-- start Data in this exercise --

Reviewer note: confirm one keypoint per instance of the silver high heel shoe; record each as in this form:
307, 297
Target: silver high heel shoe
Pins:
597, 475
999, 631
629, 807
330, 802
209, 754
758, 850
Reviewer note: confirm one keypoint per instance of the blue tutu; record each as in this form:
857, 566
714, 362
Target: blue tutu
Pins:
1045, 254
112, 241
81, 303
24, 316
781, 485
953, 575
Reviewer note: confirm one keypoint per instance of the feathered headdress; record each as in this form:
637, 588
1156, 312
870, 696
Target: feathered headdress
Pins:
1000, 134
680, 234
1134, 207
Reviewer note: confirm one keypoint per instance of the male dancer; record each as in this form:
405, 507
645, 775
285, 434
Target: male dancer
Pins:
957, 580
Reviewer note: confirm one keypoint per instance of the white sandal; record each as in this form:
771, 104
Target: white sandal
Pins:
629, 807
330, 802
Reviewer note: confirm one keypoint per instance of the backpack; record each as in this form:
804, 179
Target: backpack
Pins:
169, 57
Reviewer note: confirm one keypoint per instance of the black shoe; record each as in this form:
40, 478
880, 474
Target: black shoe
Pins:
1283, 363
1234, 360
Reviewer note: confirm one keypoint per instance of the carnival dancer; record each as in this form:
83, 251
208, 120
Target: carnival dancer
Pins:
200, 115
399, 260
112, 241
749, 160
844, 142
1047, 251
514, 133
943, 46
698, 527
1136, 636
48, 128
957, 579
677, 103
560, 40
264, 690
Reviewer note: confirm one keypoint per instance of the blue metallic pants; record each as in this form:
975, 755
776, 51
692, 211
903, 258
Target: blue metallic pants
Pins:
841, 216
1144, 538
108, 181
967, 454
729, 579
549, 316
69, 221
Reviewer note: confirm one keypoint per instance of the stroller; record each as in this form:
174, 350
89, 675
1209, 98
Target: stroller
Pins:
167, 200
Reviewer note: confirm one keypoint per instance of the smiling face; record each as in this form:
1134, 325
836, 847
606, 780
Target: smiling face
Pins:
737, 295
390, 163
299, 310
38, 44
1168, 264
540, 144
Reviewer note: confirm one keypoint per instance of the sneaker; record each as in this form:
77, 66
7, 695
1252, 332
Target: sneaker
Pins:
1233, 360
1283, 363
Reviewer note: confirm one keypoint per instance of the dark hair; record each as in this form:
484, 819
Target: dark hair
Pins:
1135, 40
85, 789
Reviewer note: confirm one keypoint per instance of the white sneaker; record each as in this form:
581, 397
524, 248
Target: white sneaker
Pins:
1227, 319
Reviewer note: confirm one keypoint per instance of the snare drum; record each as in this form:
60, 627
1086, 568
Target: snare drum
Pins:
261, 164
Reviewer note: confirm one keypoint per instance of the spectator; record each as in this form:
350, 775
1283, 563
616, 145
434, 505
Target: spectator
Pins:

-- end Data in this exercise --

What you will do:
Can you give all the items above again with "Reviewer note" swapped for "Checker note" and everything else unchanged?

Answer in full:
Checker note: confirm one keypoint per instance of the silver high heel shoe; record each as in this form:
307, 297
Target: silver high heel shoe
Pins:
597, 475
999, 631
629, 807
330, 802
209, 754
758, 850
Checker note: confirm one keypoint per instance of the blue tutu; record each as in this form:
857, 566
714, 362
Target: blue tutu
Pins:
1045, 254
112, 241
81, 303
24, 316
781, 485
953, 575
Checker note: confirm one keypoint per instance of the feathered headdress; record each as in this form:
637, 588
1156, 312
870, 696
Target: feathered headdress
Pins:
1000, 134
680, 234
1134, 207
Checker note: confirm one keypoint per instance of the male dancer; record each as in this form:
405, 507
645, 775
285, 434
Target: male dancer
Pins:
957, 580
Checker note: confirm one keypoint per instance of the white sandal; record each as in this form:
771, 104
Target: white sandal
Pins:
629, 807
330, 802
Checker note: confirm one keypoint per instance of the backpack; record each as in this form:
804, 179
Target: backpack
Pins:
169, 57
Checker note: confirm one keypoint per instance of the black shoe; record each as in this form:
40, 478
880, 474
Target: black shoe
Pins:
1283, 363
1234, 360
Checker note: confirm one keypoint per instance of the carnival dancer; record each as in this form:
83, 251
208, 120
Target: carnival dancer
Pins:
200, 115
399, 260
112, 241
749, 160
844, 142
1047, 251
514, 133
943, 46
698, 527
1136, 636
48, 128
957, 579
677, 103
560, 40
264, 690
Checker note: confirm one keypoint per instance of the blue metallic pants; record each as in this form:
975, 755
776, 51
692, 211
903, 258
Target: blue metallic pants
Pins:
841, 216
1144, 538
108, 181
967, 454
729, 579
549, 316
69, 221
Checker note: confirm one keypoint per instance of the stroller; record each as in this form:
174, 350
89, 675
1209, 98
Target: stroller
Pins:
167, 200
Checker note: confirm one keypoint per instance of the smiling face; record each as in this form:
1134, 325
836, 847
606, 780
Target: smiling face
Pins:
737, 295
390, 163
299, 310
38, 44
1168, 264
540, 144
Checker note: confirm one keypoint per instance of the sneaker; record each as in this form:
77, 66
7, 695
1252, 332
Target: sneaker
Pins:
1233, 360
1283, 363
Checker note: confirm one keypoint per instance of the dark hair; record each as in this form:
484, 819
Target: dark hair
Pins:
1135, 40
85, 789
Checker note: confirm one keypoint per instance of the white sneaker; record each as in this form:
581, 397
524, 248
Target: white sneaker
Pins:
1227, 319
Checker note: confirm one keypoint per instance of the snare drum; record each as in this form:
60, 627
1086, 568
Target: snare drum
Pins:
261, 164
Checker note: confirm one keypoint per instance of the spectator; record each as in this form:
350, 775
1283, 563
616, 145
434, 505
Target: spectator
Pins:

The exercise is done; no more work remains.